=== Testo del documento ===
Lo sport USA nasce da Leghe che creano franchigie, quello europeo da club che si associano in Leghe.
Questo va fatto banalmente per una ragione: il sindacalismo USA ha successo perché parla con il suo interlocutore principale (le Leghe) mentre quello Europeo nemmeno ha ben chiaro chi siano le controparti essendo le leghe una pura somma di club, troppo deboli per farsi sentire, ed i club forti della loro eterogeneità e disinteressati in questo frangente ad essere qualcosa di diverso.
Secondo Mitchell la situazione attuale dello sport ricorda l'economia-società degli anni '70.
Alla fine del boom economico postbellico, i lavoratori in tutta Europa e America chiedevano più soldi (per compensare l'aumento dei prezzi) e scioperavano per proteggere posti di lavoro persi a causa della tecnologia e di paesi emergenti più economici. Le persone erano pessimiste, e le guerre per procura si intensificarono mentre le superpotenze ringhiavano l'una contro l'altra.
Su quello scenario - da un punto di vista politico - si scontrarono le restrizioni degli anni 70 e il liberismo degli 80. Il conservatorismo di sinistra contro il laissez faire di destra.
Due esperienze opposte ma egualmente fallimentari da cui imparare.
Oggi lo sport è in una situazione simile. Gli anni 90 hanno visto emergere le tv come grandi finanziatrici. I 2000 sono stati quelli della crescita alimentata anche dagli introiti distribuiti dall’Uefa, negli anni 10. l’ultima ondata che oggi è finita per tutti. Basti vedere gli ultimi accordi.

=== Compito da svolgere ===
Riprendi il testo sul confronto tra sport statunitense ed europeo partendo subito dopo la sua ultima frase.

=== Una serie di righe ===
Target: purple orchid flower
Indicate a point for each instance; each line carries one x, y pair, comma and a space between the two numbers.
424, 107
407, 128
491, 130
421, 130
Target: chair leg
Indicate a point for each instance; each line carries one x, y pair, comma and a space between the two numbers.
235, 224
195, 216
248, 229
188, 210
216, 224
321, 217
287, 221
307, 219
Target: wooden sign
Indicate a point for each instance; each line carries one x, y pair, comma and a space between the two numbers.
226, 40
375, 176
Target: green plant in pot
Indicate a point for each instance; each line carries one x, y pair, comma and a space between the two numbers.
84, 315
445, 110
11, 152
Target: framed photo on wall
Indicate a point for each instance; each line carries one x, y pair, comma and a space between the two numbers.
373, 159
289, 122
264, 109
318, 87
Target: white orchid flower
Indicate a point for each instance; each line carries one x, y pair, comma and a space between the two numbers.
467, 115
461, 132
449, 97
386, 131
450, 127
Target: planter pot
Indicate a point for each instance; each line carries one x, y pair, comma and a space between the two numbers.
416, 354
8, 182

...

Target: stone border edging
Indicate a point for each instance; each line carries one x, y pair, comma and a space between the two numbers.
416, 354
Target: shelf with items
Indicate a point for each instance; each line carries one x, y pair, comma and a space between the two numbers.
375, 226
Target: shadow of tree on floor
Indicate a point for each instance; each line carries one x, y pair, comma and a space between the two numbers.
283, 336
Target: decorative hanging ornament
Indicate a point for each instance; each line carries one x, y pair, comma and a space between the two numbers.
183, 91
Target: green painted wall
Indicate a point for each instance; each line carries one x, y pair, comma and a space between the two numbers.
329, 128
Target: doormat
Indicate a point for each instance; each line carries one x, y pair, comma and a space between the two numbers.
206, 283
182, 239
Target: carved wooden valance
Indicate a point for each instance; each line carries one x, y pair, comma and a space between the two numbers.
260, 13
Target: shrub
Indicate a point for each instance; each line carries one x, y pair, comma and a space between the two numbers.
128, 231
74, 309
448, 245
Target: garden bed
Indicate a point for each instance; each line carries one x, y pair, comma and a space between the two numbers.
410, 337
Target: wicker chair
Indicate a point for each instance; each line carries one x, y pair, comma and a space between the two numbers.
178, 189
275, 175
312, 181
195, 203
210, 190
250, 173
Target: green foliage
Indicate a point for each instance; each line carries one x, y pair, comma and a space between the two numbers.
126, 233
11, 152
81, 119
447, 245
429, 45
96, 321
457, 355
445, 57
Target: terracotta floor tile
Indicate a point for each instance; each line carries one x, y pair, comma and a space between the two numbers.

=== Risposta all'esercizio ===
In questo inverno dello scontento, abbiamo tanto bisogno di sindacati sensati. Sono sempre stati loro a garantire diritti e protezioni sul luogo di lavoro, ed è dovere nostro, dalla generazione di Cruyff e Beckenbauer, ricordare alle persone questo nel 2024.
I sindacati sono stati una forza essenziale per il cambiamento sociale, senza i quali una parvenza di società decente ed umana è impossibile sotto il capitalismo.
Il sindacalismo nello sport non è diverso.
A questo punto si potrebbe commettere l’errore di pensare che negli USA - paese che non brilla particolarmente per il sindacalismo extra sportivo - sia stato automatico arrivare al punto in cui siamo.
Ma non bisogna dimenticare che i pionieri delle leghe sportive americane preferite, come Oscar Robertson, Johnny Unitas e Gordie Howe, erano vittime di capi tirannici, aspettative severe e salari sbilanciati. Quegli atleti venivano trattati come proprietà senza diritto a pensioni, benefici sanitari o persino spiccioli per le trasferte. Come nella maggior parte dei casi, i loro sindacati sono nati da queste condizioni di lavoro ingiuste e salari inadeguati.
Ci è voluta la risolutezza di alcuni giocatori coraggiosi per rivendicare una giusta quota dei ricavi che il loro talento forniva.
nel 1955, la leggenda dell'hockey Tim Horton faceva un secondo lavoro per far quadrare i conti e i giocatori della NFL erano responsabili del lavaggio e della conservazione delle propri uniformi
i giocatori della MLB non ottennero il sistema di libera agenzia fino al 1975.
nel Regno Unito all'inizio degli anni '60 un giocatore, Jimmy Hill, e un sindacato, la PFA, minacciarono lo sciopero per salari più alti per i giocatori. E vinsero giustamente.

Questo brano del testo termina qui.